Rewrite the rows as a numbered list, from the line containing "[segment] orange throw pillow" up to and including the line containing "501], [265, 499]]". Leave out any blank lines.
** start DATA EXCERPTS **
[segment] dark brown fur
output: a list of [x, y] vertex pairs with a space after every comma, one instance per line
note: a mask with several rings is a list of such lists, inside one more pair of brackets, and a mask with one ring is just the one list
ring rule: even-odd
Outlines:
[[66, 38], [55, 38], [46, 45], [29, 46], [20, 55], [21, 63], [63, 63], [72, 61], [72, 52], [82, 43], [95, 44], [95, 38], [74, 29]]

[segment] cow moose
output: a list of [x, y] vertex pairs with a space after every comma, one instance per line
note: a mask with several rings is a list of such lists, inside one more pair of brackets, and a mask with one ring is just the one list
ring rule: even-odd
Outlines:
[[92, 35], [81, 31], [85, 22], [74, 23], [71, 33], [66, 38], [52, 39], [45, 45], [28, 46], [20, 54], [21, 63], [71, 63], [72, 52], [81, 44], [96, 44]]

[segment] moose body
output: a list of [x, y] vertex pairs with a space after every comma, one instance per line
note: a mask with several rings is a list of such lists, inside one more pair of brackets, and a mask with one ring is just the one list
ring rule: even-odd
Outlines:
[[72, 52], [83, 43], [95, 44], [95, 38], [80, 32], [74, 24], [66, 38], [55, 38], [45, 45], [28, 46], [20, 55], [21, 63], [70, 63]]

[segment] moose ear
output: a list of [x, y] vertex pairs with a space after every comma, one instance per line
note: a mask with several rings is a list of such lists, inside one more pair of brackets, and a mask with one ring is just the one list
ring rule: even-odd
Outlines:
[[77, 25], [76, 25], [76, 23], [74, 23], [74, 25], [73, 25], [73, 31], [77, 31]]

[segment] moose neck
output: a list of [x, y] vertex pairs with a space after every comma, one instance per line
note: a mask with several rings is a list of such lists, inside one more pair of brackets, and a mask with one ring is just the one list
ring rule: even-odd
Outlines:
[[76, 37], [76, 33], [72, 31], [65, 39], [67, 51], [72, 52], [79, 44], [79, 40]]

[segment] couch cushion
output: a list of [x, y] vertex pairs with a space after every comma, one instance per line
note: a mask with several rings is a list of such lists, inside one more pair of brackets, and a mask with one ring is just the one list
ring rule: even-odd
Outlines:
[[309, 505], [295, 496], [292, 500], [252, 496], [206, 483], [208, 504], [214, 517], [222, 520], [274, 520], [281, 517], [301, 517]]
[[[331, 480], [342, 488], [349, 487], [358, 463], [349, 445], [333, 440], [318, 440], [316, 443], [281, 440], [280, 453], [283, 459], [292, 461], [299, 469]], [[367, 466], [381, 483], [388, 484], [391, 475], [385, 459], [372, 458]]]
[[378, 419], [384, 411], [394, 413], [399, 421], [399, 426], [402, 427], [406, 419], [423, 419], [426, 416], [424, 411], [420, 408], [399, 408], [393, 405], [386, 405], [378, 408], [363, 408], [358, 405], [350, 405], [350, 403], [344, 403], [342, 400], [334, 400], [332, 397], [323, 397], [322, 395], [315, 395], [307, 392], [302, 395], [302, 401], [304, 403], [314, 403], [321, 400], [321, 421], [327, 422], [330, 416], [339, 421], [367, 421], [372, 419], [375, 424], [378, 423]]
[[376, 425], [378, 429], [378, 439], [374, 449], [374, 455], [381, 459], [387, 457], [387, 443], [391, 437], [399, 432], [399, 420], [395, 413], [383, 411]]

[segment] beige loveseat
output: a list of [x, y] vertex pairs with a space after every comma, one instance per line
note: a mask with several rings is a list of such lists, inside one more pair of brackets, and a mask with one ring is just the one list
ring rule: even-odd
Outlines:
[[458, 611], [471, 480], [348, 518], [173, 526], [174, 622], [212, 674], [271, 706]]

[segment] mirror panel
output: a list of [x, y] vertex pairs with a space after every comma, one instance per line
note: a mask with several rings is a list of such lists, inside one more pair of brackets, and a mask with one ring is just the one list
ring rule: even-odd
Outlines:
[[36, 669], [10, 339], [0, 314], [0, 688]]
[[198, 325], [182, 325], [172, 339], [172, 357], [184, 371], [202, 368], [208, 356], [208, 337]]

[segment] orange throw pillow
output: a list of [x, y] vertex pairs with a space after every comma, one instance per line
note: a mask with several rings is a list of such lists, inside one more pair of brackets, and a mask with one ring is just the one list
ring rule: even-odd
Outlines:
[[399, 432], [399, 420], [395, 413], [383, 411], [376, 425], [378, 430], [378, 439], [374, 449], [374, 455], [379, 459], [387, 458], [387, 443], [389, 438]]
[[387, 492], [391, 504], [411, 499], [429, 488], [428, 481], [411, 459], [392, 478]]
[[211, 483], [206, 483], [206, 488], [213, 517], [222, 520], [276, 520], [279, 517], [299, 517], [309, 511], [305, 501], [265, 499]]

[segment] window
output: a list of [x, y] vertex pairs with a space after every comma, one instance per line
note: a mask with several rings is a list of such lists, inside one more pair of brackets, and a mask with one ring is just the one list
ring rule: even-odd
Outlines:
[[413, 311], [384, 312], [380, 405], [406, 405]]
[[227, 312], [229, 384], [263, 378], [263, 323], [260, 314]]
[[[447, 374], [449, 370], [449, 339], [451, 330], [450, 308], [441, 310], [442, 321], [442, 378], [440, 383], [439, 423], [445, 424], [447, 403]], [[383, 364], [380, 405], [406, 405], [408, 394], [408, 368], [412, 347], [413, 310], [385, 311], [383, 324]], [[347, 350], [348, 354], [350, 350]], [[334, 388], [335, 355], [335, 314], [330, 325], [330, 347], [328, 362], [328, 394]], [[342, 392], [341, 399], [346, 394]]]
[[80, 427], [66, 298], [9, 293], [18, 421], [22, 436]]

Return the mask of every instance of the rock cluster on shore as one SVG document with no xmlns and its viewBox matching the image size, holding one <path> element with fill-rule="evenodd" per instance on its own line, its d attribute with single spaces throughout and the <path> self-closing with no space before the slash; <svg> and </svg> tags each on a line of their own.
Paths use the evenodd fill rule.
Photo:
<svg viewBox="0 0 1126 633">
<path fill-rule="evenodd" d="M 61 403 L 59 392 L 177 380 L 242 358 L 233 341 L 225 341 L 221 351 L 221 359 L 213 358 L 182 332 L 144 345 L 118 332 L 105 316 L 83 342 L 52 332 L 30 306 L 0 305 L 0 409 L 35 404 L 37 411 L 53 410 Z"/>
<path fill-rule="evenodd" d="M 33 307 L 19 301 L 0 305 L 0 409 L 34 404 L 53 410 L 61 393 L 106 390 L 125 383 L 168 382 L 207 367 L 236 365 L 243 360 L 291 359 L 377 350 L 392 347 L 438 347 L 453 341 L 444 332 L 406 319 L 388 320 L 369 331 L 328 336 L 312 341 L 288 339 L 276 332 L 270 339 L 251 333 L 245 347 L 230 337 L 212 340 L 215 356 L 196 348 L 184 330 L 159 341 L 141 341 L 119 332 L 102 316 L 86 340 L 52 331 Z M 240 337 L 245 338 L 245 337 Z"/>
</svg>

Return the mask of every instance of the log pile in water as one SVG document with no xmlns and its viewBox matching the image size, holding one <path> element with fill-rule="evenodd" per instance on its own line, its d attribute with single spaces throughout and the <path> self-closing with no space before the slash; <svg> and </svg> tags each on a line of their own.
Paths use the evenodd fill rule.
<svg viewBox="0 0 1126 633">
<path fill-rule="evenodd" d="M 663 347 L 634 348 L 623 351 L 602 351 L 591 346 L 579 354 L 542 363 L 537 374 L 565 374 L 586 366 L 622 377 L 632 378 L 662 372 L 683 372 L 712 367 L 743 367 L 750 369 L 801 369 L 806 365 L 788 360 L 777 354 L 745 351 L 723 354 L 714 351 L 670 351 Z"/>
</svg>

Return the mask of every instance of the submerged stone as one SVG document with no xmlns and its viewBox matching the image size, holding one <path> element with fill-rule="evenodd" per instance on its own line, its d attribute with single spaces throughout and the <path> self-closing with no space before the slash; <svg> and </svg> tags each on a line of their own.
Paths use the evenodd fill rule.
** end DATA EXCERPTS **
* WORKED SOLUTION *
1. [segment] orange throw pillow
2. output: a list of [x, y] vertex pairs with a space after every comma, one instance per line
3. note: a mask with several rings is a list of such lists, inside one more pair of brackets, and a mask with one ring is just the one list
4. ring rule: even-odd
5. Outlines:
6. [[399, 432], [399, 420], [395, 413], [383, 411], [376, 425], [378, 430], [378, 439], [374, 449], [374, 455], [379, 459], [387, 458], [387, 443], [389, 438]]
7. [[387, 492], [391, 504], [411, 499], [429, 488], [428, 481], [411, 459], [392, 478]]
8. [[211, 483], [206, 483], [206, 488], [213, 517], [222, 520], [276, 520], [279, 517], [299, 517], [309, 511], [305, 501], [265, 499]]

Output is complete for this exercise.